■ **Tasks and exercises**:
1) Condense the paragraph of the golf rules text that starts with The term "gimmie" into a short list, keeping its main facts.
2) In the golf rules text, swap "check" for "voucher" and give the passage from "- Above 18 will" to "putter length putts." again.

■ **Text provided**:
===============
President B.H.O. Has recently appointed a Golf Czar.
Major rule changes in the game of golf will become effective November 1, 2012.
This is only a preview as the complete rule book (expect 2716 pages) is being rewritten as we speak.
Here are a few of the changes:
Golfers with handicaps:
- Below 10 will have their green fees increased by 35%.
- Between 11 and 18 will see no increase in green fees.
- Above 18 will get a $20 check each time they play.
The term "gimmie" will be changed to "entitlement" and will be used as follows:
- Handicaps below 10, no entitlements.
- Handicaps from 11 to 17, entitlements for putter length putts.
- Handicaps above 18, if your ball is on the green, no need to putt, just pick it up.
These entitlements are intended to bring about fairness and, most importantly, equality in scoring.
In addition, a Player will be limited to a maximum of one birdie or six pars in any given 18-hole round.
===============
■ **Provided material**:
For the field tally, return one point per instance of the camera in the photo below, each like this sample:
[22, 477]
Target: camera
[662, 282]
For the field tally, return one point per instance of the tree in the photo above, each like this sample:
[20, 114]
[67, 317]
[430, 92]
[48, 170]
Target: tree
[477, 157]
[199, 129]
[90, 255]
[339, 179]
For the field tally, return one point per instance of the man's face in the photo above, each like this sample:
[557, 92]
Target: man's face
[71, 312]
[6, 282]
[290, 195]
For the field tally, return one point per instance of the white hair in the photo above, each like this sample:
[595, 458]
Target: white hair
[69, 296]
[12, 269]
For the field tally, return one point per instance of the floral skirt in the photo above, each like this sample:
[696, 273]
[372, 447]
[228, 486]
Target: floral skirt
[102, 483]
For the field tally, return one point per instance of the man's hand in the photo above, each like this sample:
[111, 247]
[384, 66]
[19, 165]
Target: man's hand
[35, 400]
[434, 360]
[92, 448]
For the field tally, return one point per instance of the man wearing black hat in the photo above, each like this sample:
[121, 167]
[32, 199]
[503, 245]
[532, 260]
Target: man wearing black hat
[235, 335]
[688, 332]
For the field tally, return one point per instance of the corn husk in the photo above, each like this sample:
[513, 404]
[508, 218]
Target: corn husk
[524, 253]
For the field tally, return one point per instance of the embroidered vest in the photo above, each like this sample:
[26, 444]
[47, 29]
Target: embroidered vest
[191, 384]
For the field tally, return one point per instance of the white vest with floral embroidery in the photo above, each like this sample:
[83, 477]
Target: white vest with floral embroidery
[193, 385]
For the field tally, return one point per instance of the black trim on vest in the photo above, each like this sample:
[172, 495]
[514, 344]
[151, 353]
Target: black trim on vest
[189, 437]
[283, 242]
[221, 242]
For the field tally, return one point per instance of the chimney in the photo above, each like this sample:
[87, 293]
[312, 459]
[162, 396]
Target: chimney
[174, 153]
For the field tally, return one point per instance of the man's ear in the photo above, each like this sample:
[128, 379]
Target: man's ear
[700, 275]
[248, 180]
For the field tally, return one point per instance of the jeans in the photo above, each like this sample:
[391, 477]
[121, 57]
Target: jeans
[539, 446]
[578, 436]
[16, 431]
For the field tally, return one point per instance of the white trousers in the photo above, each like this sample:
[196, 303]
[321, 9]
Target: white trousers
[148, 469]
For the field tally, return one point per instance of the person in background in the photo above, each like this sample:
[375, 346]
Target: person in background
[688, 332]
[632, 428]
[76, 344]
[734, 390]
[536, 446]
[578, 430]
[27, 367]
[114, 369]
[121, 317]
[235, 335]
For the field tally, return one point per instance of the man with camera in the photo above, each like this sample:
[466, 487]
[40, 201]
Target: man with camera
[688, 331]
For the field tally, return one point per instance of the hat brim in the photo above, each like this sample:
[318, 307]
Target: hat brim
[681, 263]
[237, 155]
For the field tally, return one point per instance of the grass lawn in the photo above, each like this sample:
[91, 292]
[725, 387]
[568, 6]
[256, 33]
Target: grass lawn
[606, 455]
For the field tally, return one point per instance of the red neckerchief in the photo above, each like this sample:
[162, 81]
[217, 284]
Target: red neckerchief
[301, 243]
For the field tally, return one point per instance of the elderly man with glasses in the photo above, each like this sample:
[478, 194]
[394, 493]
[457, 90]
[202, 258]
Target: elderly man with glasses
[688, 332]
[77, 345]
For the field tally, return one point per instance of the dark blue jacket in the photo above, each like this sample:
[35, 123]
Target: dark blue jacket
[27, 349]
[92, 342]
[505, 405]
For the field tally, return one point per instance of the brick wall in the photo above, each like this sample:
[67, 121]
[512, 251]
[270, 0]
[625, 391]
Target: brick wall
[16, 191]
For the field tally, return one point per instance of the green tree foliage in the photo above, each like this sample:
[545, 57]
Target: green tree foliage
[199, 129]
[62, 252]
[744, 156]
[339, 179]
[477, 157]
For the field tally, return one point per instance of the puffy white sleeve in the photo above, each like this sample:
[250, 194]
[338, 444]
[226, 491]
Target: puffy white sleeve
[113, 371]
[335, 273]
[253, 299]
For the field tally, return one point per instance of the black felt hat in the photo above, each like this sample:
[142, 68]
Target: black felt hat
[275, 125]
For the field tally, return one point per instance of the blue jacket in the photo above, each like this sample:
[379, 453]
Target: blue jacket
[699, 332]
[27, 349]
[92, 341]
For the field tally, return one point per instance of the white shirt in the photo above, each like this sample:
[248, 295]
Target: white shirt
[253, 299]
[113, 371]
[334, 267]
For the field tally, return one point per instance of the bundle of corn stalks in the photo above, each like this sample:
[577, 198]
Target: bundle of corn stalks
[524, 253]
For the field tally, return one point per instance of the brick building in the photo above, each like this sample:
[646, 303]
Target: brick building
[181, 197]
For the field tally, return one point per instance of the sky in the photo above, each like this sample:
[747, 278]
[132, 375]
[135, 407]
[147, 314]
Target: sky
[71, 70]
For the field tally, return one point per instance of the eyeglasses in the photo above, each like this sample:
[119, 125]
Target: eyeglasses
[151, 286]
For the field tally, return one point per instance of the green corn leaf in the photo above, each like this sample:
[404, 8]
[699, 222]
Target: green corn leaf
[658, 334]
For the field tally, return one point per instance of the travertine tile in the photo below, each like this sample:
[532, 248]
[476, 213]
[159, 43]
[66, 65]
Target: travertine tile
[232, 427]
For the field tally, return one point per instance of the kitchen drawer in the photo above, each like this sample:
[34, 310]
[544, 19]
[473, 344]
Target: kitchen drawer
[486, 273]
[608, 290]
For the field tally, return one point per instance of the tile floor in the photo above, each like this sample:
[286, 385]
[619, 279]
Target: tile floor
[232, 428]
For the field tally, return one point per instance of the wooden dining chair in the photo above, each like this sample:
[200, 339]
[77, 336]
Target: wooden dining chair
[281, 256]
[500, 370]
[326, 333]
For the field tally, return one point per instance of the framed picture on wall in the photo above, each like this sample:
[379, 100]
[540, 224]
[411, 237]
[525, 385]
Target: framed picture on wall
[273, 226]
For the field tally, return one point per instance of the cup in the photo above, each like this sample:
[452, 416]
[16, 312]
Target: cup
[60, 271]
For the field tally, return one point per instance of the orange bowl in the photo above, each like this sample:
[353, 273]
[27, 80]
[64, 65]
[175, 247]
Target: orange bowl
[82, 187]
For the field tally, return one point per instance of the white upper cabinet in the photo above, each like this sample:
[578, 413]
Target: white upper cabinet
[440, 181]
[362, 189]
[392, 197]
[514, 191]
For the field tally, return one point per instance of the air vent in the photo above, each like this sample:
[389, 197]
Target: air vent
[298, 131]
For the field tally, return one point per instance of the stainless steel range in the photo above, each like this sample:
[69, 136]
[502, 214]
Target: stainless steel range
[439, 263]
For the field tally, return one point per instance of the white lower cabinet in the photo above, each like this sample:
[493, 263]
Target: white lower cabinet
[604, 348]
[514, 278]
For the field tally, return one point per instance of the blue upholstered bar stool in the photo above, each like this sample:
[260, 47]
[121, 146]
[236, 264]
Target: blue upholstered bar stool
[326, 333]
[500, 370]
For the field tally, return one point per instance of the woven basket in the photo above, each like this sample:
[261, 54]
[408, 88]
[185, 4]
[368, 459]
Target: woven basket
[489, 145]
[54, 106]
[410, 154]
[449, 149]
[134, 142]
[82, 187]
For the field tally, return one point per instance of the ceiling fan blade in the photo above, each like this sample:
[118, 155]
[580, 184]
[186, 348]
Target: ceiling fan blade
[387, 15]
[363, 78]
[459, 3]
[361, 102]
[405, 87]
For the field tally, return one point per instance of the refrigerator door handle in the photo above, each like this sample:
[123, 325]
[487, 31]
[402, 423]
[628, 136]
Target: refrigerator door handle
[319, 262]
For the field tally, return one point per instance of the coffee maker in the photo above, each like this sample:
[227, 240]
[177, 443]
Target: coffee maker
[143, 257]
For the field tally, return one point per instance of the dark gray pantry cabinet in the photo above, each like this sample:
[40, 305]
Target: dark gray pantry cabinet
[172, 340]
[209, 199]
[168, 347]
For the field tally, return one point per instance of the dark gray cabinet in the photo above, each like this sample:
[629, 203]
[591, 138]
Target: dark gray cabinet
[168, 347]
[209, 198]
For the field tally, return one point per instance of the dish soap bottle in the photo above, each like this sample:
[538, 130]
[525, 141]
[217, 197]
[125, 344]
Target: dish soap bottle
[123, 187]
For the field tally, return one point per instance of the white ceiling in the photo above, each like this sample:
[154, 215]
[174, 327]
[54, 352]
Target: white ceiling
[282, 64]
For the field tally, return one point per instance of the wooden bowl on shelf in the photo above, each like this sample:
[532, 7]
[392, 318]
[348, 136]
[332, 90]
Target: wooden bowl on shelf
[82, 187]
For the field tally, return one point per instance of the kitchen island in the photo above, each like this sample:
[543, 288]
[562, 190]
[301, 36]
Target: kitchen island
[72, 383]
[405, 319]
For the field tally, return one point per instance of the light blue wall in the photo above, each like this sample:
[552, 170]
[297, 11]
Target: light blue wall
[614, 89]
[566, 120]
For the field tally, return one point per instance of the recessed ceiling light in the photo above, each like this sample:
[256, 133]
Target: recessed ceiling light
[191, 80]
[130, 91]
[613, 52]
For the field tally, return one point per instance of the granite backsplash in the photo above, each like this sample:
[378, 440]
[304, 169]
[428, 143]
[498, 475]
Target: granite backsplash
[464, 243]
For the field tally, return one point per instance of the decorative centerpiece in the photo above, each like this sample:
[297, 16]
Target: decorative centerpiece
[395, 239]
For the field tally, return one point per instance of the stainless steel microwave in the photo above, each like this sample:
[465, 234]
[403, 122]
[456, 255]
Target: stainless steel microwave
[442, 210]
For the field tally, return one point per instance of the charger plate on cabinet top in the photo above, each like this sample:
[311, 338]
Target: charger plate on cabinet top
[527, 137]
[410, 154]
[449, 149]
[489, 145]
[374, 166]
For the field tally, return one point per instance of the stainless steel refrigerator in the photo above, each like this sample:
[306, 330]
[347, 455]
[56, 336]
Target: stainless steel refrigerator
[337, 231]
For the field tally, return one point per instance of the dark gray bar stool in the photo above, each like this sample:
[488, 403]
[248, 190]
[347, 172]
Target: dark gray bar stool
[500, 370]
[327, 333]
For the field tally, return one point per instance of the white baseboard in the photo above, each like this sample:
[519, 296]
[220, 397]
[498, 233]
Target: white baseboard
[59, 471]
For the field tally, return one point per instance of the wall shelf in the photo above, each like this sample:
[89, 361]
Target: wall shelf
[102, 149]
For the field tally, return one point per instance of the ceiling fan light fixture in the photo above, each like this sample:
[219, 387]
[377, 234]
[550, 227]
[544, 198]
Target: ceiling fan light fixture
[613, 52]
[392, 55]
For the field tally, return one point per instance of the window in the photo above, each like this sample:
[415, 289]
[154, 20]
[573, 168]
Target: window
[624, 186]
===============
■ **Responses to the tasks**:
1)
- "Gimmie" is renamed "entitlement."
- Handicaps below 10: no entitlements.
- Handicaps from 11 to 17: entitlements for putter-length putts.
- Handicaps above 18: a ball on the green can be picked up with no need to putt.

2)
- Above 18 will get a $20 voucher each time they play.
The term "gimmie" will be changed to "entitlement" and will be used as follows:
- Handicaps below 10, no entitlements.
- Handicaps from 11 to 17, entitlements for putter length putts.